Data entries
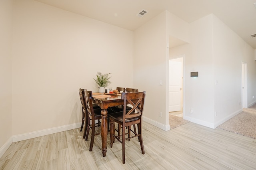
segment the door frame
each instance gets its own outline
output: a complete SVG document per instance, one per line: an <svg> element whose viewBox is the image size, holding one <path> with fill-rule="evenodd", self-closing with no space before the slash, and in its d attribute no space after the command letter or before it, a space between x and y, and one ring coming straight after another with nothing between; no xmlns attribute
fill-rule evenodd
<svg viewBox="0 0 256 170"><path fill-rule="evenodd" d="M247 93L247 63L242 62L242 108L248 107ZM243 89L244 88L244 89Z"/></svg>
<svg viewBox="0 0 256 170"><path fill-rule="evenodd" d="M173 56L172 57L170 57L169 58L169 60L172 60L173 59L176 59L177 58L182 58L183 59L183 63L182 63L182 69L183 69L183 73L182 73L182 77L183 77L183 83L182 83L182 90L183 90L183 94L182 94L182 107L183 107L183 109L182 109L182 114L183 115L183 119L184 119L184 113L186 113L185 112L185 57L186 57L186 55L185 54L182 54L180 55L176 55L175 56ZM168 76L168 82L169 82L169 76ZM169 93L169 88L168 89L168 93ZM168 101L168 103L169 103L169 101ZM168 114L169 115L169 114Z"/></svg>

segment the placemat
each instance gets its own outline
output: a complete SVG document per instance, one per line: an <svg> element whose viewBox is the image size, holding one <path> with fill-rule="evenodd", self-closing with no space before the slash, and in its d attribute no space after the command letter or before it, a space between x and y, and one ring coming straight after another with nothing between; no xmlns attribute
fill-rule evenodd
<svg viewBox="0 0 256 170"><path fill-rule="evenodd" d="M103 93L93 93L92 95L100 95L103 94Z"/></svg>
<svg viewBox="0 0 256 170"><path fill-rule="evenodd" d="M111 96L110 95L96 95L96 96L93 96L93 97L96 98L106 98L107 97L110 97Z"/></svg>

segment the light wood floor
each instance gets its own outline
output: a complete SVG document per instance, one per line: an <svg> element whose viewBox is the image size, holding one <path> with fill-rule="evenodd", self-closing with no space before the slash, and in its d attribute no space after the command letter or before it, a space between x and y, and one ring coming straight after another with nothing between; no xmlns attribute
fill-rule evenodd
<svg viewBox="0 0 256 170"><path fill-rule="evenodd" d="M0 169L256 168L255 139L191 122L167 132L146 123L143 126L146 153L141 154L138 139L133 138L126 142L124 164L120 142L110 148L108 136L103 158L100 135L90 152L89 141L77 128L13 143L0 158Z"/></svg>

#### WHAT YOU NEED TO DO
Please convert all the rows above into a two-column CSV headed text and answer, with one line per row, each field in quotes and any line breaks replaced by spaces. Leave the pictures out.

#### CORRECT OUTPUT
text,answer
"segment the door frame each instance gets its own outline output: a complete SVG document per instance, one per line: an <svg> element whose viewBox is the image size, holding one <path> with fill-rule=""evenodd"", self-closing with no space before the slash, and in its d attribute no space after the command letter or before it, a space between x and y, and one ring coming straight after another with nothing between; no xmlns attribute fill-rule evenodd","<svg viewBox=""0 0 256 170""><path fill-rule=""evenodd"" d=""M247 93L247 63L242 62L242 108L248 107ZM243 89L244 88L244 89Z""/></svg> <svg viewBox=""0 0 256 170""><path fill-rule=""evenodd"" d=""M173 56L172 57L170 57L169 58L169 60L172 60L173 59L176 59L177 58L182 58L183 59L183 63L182 63L182 69L183 69L183 73L182 73L182 77L183 77L183 83L182 83L182 90L183 90L183 94L182 94L182 107L183 107L183 109L182 109L182 114L183 115L183 119L184 119L184 113L186 113L185 112L185 57L186 57L186 55L185 54L182 54L180 55L176 55L175 56ZM168 76L168 82L169 82L169 76ZM169 93L169 88L168 89L168 93ZM168 101L168 103L169 103L169 101ZM168 114L169 115L169 114Z""/></svg>"
"segment the placemat each instance gets its own outline output: a complete SVG document per instance, one per line: an <svg> element whose viewBox is the image size, holding one <path> with fill-rule=""evenodd"", self-closing with no space before the slash, and in its d attribute no space after the command letter or before it, a space between x and y, and one ring coming straight after another with nothing between; no xmlns attribute fill-rule evenodd","<svg viewBox=""0 0 256 170""><path fill-rule=""evenodd"" d=""M103 93L93 93L92 95L100 95L103 94Z""/></svg> <svg viewBox=""0 0 256 170""><path fill-rule=""evenodd"" d=""M111 96L110 95L96 95L96 96L93 96L93 97L96 98L106 98L107 97L110 97Z""/></svg>"
"segment the light wood floor each instance gets its own outline output: a complete SVG document per instance, one per line: an <svg> element whose viewBox is the image size, holding one <path> with fill-rule=""evenodd"", self-closing with no space before the slash, and in its d attribute no space after the command letter or before it, a space between x and y, and one ring coming straight after another with nothing between; no xmlns attribute fill-rule evenodd","<svg viewBox=""0 0 256 170""><path fill-rule=""evenodd"" d=""M0 169L256 168L255 139L191 122L167 132L146 123L143 126L146 153L141 154L138 139L133 138L126 142L124 164L120 142L110 148L108 136L103 158L100 135L90 152L89 141L77 128L13 143L0 158Z""/></svg>"